• _EXERCISE_:
Starting at the line with "Note: one point per instance of the train, never", retype each line exactly up to and including the final line of the records below.

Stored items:
------------------------

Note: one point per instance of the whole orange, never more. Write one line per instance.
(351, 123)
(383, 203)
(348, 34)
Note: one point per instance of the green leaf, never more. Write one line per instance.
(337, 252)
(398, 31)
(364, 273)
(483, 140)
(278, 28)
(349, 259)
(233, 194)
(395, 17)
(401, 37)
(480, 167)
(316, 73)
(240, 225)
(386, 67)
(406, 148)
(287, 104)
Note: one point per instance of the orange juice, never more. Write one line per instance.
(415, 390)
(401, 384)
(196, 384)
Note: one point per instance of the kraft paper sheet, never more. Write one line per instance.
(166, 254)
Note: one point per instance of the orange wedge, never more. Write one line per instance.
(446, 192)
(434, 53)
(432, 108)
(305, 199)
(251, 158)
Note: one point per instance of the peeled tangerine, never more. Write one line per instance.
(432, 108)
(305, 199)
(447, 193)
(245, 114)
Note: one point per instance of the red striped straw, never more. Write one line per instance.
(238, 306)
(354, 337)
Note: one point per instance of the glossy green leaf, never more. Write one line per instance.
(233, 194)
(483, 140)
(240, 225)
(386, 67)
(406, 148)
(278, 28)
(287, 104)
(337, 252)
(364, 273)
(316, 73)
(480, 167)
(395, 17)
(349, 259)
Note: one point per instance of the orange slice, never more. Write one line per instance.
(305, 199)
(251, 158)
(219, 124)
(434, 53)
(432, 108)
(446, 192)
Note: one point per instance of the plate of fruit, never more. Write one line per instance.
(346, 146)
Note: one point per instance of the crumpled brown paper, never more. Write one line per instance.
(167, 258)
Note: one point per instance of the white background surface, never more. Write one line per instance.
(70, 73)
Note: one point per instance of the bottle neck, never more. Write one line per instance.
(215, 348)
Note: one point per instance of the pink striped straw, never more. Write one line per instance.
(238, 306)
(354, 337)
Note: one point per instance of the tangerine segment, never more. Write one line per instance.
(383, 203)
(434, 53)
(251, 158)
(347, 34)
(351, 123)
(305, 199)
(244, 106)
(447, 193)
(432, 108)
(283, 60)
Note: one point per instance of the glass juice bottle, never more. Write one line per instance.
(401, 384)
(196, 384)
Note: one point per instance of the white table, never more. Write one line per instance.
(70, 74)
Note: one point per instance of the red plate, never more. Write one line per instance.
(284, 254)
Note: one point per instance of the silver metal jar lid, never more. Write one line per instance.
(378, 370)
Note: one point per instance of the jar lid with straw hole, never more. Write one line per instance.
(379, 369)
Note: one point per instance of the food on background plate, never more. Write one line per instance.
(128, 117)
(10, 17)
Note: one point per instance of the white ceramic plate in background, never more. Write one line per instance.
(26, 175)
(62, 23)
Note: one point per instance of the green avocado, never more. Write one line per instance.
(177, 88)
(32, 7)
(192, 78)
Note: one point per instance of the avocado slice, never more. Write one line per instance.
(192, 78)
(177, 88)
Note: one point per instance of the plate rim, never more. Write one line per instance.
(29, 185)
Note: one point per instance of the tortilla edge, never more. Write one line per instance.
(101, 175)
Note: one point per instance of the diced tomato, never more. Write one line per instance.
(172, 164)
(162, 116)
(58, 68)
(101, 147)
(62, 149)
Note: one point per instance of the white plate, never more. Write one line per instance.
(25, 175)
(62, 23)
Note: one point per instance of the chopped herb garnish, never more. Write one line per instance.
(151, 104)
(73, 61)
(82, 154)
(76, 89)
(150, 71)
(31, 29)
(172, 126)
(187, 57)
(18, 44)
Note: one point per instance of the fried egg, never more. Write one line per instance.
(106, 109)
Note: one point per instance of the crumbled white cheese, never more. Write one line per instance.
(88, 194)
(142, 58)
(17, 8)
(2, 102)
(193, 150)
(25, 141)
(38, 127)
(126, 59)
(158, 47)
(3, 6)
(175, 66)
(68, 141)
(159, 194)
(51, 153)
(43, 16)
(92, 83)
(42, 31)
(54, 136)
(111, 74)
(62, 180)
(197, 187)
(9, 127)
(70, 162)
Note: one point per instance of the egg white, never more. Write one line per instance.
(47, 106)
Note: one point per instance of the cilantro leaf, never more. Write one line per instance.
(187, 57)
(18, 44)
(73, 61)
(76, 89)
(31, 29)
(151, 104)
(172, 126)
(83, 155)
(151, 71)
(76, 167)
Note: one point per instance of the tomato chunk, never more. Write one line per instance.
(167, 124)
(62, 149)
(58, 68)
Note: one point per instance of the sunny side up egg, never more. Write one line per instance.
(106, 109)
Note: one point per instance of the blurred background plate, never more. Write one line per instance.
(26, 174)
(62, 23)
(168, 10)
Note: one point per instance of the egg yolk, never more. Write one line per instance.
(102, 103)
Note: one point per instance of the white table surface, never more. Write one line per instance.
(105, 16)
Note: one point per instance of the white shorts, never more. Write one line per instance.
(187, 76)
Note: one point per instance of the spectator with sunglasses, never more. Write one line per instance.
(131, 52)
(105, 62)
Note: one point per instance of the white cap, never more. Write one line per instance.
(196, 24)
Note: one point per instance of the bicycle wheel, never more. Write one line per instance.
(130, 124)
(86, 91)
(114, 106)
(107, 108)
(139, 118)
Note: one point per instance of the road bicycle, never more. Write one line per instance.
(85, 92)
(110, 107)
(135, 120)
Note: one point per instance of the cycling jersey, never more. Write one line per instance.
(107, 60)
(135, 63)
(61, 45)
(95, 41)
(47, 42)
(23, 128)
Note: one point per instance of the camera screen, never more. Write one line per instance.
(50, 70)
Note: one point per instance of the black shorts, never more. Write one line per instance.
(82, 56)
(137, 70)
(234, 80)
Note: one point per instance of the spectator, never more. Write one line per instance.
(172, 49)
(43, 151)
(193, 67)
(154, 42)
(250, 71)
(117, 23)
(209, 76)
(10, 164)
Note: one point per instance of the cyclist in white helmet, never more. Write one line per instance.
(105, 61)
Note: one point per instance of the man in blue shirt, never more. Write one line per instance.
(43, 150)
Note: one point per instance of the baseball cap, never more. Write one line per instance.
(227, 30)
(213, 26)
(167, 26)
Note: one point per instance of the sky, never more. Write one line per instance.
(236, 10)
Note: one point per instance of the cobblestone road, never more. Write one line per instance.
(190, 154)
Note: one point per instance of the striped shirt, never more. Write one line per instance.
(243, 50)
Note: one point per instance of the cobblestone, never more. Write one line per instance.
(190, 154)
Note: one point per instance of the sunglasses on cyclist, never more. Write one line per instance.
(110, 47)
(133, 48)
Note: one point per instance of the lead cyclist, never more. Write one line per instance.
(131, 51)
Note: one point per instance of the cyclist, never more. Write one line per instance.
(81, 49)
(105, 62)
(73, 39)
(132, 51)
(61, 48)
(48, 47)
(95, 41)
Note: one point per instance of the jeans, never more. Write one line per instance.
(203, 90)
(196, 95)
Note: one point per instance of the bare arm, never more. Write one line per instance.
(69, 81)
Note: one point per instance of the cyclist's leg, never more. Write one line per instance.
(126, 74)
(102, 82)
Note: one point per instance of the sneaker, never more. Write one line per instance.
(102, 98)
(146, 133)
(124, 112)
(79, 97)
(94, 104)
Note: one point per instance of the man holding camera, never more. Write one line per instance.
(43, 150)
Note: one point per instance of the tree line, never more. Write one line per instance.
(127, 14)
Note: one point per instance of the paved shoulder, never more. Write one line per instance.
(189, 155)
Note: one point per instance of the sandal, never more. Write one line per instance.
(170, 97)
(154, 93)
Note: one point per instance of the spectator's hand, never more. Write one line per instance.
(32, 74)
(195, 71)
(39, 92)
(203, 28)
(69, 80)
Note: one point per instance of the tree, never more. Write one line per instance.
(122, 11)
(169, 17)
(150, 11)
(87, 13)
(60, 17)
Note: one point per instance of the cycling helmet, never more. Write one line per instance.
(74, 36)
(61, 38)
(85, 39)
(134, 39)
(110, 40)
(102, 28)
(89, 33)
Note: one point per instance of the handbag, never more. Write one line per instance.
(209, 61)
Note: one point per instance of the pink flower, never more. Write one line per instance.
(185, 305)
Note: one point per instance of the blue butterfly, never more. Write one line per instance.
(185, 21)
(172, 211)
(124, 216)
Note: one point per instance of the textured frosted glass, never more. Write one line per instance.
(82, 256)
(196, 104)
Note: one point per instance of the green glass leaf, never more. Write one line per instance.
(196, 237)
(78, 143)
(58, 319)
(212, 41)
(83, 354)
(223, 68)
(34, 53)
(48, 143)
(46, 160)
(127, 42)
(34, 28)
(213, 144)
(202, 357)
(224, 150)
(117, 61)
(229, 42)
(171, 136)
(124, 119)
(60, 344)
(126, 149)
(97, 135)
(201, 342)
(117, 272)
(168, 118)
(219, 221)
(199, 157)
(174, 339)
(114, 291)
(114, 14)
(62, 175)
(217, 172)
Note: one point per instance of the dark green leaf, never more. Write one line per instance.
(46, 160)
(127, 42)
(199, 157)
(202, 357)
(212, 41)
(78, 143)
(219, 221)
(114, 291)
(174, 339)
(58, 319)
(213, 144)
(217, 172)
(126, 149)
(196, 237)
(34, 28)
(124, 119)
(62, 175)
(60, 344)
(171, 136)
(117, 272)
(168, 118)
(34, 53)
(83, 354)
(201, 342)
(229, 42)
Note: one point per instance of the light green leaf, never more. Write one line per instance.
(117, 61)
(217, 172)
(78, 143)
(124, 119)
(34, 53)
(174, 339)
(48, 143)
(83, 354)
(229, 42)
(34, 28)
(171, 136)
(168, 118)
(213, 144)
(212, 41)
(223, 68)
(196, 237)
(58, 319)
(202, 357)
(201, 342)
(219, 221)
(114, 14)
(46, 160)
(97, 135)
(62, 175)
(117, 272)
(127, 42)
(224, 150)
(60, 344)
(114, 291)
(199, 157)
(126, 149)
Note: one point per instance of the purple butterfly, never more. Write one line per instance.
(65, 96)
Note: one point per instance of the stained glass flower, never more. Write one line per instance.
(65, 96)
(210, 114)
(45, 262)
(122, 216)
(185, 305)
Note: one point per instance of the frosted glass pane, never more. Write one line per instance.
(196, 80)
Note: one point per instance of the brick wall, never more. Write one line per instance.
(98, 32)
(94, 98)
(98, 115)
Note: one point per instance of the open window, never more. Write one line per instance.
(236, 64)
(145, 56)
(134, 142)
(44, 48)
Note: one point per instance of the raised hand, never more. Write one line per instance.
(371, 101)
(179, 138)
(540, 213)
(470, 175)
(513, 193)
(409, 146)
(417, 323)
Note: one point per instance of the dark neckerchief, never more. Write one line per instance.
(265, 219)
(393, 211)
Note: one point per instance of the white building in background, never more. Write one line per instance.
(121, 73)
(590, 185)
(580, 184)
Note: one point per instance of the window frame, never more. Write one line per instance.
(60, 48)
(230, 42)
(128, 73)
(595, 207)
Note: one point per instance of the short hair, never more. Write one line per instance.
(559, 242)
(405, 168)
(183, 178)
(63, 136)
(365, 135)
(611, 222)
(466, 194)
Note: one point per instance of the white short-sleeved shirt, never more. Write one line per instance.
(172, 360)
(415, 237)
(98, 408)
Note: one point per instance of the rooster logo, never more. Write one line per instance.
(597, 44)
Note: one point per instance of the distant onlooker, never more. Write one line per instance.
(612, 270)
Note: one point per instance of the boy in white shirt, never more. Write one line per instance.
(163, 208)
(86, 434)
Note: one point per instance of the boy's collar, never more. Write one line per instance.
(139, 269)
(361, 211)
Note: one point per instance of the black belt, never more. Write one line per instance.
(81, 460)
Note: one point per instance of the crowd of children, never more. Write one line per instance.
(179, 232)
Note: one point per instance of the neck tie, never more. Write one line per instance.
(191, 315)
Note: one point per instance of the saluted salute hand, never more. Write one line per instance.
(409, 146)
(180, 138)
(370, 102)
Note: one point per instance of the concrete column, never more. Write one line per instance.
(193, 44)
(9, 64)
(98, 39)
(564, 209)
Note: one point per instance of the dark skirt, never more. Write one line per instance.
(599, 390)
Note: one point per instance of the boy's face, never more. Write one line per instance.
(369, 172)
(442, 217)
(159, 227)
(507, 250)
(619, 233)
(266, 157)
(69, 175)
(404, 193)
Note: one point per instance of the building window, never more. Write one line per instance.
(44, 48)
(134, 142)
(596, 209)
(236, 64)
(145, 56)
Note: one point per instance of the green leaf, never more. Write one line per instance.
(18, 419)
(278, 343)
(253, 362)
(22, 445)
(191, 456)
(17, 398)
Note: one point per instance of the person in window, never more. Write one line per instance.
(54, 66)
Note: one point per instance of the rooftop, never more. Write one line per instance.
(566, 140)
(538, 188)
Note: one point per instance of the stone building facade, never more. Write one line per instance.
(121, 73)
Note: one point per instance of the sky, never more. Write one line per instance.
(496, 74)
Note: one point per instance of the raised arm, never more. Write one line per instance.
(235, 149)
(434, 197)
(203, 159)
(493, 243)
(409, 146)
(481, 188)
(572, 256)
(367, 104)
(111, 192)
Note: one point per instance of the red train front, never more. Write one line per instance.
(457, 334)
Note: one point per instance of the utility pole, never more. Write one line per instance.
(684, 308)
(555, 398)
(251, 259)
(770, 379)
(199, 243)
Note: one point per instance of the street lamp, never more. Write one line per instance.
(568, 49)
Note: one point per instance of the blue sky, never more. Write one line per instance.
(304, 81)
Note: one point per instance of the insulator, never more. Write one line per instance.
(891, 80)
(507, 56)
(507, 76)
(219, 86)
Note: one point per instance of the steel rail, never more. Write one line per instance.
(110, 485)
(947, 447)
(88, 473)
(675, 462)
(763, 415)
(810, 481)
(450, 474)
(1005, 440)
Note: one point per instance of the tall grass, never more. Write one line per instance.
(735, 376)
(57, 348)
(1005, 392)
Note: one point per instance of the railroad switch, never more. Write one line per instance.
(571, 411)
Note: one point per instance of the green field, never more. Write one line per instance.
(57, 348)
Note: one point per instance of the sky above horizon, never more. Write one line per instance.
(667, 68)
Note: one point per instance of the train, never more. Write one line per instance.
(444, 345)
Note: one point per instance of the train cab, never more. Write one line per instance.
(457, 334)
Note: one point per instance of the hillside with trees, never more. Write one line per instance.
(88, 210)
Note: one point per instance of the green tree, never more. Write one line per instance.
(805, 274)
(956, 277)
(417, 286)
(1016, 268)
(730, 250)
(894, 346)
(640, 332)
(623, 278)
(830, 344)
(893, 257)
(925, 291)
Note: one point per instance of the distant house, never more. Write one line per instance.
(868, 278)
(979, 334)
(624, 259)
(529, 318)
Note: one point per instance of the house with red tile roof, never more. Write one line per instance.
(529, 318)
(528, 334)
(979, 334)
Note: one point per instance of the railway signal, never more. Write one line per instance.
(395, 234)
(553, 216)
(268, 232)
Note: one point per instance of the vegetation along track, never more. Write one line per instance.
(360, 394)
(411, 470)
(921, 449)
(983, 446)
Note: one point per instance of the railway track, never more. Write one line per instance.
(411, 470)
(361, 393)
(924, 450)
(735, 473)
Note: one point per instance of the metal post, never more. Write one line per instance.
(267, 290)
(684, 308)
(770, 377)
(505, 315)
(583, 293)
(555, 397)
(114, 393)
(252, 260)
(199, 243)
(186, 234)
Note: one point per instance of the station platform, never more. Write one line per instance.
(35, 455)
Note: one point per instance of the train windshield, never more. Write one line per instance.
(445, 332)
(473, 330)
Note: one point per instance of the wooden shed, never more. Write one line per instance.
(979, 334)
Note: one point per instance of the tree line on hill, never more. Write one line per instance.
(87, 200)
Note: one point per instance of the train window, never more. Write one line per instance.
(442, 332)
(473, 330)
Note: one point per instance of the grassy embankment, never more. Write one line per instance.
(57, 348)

------------------------

• _THE ANSWER_:
Note: one point per instance of the train, never more. Write one line per instance.
(444, 345)
Note: one point per instance of the train cab, never more. Write one line per instance.
(457, 334)
Note: one point per instance of the hillside with trees, never more. Write one line per instance.
(88, 210)
Note: one point per instance of the green tree, never more. Write one line per instance.
(805, 274)
(956, 277)
(417, 286)
(1016, 268)
(730, 250)
(894, 346)
(640, 332)
(623, 278)
(830, 344)
(893, 257)
(925, 291)
Note: one point per instance of the distant house, never more. Write one line per instance.
(868, 278)
(979, 334)
(624, 259)
(529, 318)
Note: one point per instance of the house with red tile roof, never more. Write one line per instance.
(529, 318)
(528, 334)
(979, 334)
Note: one point per instance of the railway signal, never more. Write one line per instance.
(395, 234)
(553, 216)
(268, 232)
Note: one point per instance of the vegetation along track, never more. Write one line per instance.
(360, 394)
(411, 470)
(921, 449)
(983, 446)
Note: one point per instance of the railway track, never more. Write one line per instance.
(411, 470)
(361, 393)
(924, 450)
(735, 473)
Note: one point per instance of the metal post, never more. Write one line per instance.
(267, 290)
(684, 308)
(770, 377)
(505, 315)
(583, 293)
(555, 397)
(114, 393)
(252, 260)
(199, 243)
(186, 234)
Note: one point per instance of the station platform, never more. Write one line per instance.
(35, 455)
Note: one point per instance of the train windshield, never more. Write one line per instance.
(445, 332)
(473, 330)
Note: one point per instance of the wooden shed, never more. Write one line per instance.
(979, 334)
Note: one point per instance of the tree line on hill, never more. Write one line per instance.
(87, 200)
Note: one point per instance of the train window, never more. Write one line per instance.
(442, 332)
(473, 330)
Note: one point per instance of the grassy embankment, never more. Write one line per instance.
(57, 348)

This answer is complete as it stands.